_Task instructions_
Format the entries, from their first line through the line containing "xmin=564 ymin=0 xmax=597 ymax=93", as a JSON array of strings with one string per line. Omit blank lines.

Dataset rows:
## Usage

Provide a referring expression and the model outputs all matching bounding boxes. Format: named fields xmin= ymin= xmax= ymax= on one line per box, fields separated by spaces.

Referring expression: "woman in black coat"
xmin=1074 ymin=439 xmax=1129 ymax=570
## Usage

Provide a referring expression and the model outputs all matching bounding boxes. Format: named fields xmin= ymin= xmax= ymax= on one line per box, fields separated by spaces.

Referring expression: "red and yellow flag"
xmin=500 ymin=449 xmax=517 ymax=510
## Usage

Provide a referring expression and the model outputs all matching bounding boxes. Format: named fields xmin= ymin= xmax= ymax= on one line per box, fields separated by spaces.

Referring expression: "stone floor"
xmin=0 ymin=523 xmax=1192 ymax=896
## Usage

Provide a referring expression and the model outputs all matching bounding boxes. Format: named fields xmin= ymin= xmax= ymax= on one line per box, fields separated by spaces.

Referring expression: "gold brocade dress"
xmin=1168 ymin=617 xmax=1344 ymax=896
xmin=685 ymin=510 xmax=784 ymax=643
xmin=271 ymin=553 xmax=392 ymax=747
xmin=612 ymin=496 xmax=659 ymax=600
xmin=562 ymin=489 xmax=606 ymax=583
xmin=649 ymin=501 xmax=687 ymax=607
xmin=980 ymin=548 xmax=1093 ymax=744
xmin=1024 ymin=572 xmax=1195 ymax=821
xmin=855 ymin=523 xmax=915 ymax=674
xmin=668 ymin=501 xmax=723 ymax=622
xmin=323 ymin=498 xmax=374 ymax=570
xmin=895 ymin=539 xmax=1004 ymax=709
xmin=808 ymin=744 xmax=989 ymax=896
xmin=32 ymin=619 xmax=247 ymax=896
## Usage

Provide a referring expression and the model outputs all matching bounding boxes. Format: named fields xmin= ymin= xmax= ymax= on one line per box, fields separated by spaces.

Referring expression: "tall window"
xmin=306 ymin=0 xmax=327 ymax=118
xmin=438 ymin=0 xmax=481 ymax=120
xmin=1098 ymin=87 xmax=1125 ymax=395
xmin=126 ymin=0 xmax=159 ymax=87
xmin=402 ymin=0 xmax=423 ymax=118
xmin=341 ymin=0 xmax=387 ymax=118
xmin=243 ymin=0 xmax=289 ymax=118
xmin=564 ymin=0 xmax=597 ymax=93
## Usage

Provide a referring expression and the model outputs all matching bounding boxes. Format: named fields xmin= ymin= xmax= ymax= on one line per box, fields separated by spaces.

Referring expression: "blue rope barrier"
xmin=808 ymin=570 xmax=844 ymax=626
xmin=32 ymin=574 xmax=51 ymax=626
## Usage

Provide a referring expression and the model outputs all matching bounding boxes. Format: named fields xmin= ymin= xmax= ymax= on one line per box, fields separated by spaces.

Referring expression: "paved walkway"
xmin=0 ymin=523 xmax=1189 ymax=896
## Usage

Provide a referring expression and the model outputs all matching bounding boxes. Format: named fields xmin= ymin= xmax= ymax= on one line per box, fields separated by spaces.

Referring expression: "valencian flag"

_Full response_
[
  "## Usage",
  "Provide a referring expression and the model outputs all matching bounding boxes. Format: named fields xmin= ymin= xmax= ymax= on one line per box, fields separated by spaces.",
  "Referring expression: \"woman in black coat\"",
  "xmin=1074 ymin=439 xmax=1129 ymax=570",
  "## Usage",
  "Provide a referring expression and the model outputs all matching bounding boxes. Format: named fields xmin= ymin= xmax= ymax= on one line per box, fields separated by spaces.",
  "Referring expression: \"red and yellow flag\"",
  "xmin=500 ymin=449 xmax=517 ymax=510",
  "## Usage",
  "Provide a referring expression and the model outputs all matching bounding boxes. Format: named fields xmin= ymin= xmax= ymax= on one line per box, fields separated by spaces.",
  "Referring expression: \"stone floor\"",
  "xmin=0 ymin=523 xmax=1192 ymax=896",
  "## Usage",
  "Provide a referring expression and the model outputs all matching bounding boxes. Format: named fields xmin= ymin= xmax= ymax= on one line per box, fields separated by spaces.",
  "Referring expression: \"gold brocade dress\"",
  "xmin=1168 ymin=617 xmax=1344 ymax=896",
  "xmin=685 ymin=510 xmax=784 ymax=643",
  "xmin=271 ymin=553 xmax=392 ymax=747",
  "xmin=612 ymin=496 xmax=659 ymax=600",
  "xmin=562 ymin=489 xmax=606 ymax=583",
  "xmin=649 ymin=501 xmax=687 ymax=607",
  "xmin=980 ymin=548 xmax=1093 ymax=744",
  "xmin=1024 ymin=572 xmax=1195 ymax=821",
  "xmin=855 ymin=523 xmax=915 ymax=674",
  "xmin=668 ymin=501 xmax=723 ymax=622",
  "xmin=323 ymin=498 xmax=374 ymax=570",
  "xmin=895 ymin=539 xmax=1004 ymax=709",
  "xmin=808 ymin=744 xmax=989 ymax=896",
  "xmin=32 ymin=619 xmax=247 ymax=896",
  "## Usage",
  "Provide a referring expression and the model outputs all matching bounding boxes. Format: named fields xmin= ymin= xmax= ymax= on one line per box, fields separated by spaces.",
  "Referring expression: \"tall window\"",
  "xmin=306 ymin=0 xmax=327 ymax=118",
  "xmin=438 ymin=0 xmax=481 ymax=120",
  "xmin=1098 ymin=87 xmax=1125 ymax=395",
  "xmin=126 ymin=0 xmax=159 ymax=87",
  "xmin=402 ymin=0 xmax=423 ymax=118",
  "xmin=341 ymin=0 xmax=387 ymax=118",
  "xmin=243 ymin=0 xmax=289 ymax=118",
  "xmin=564 ymin=0 xmax=597 ymax=93"
]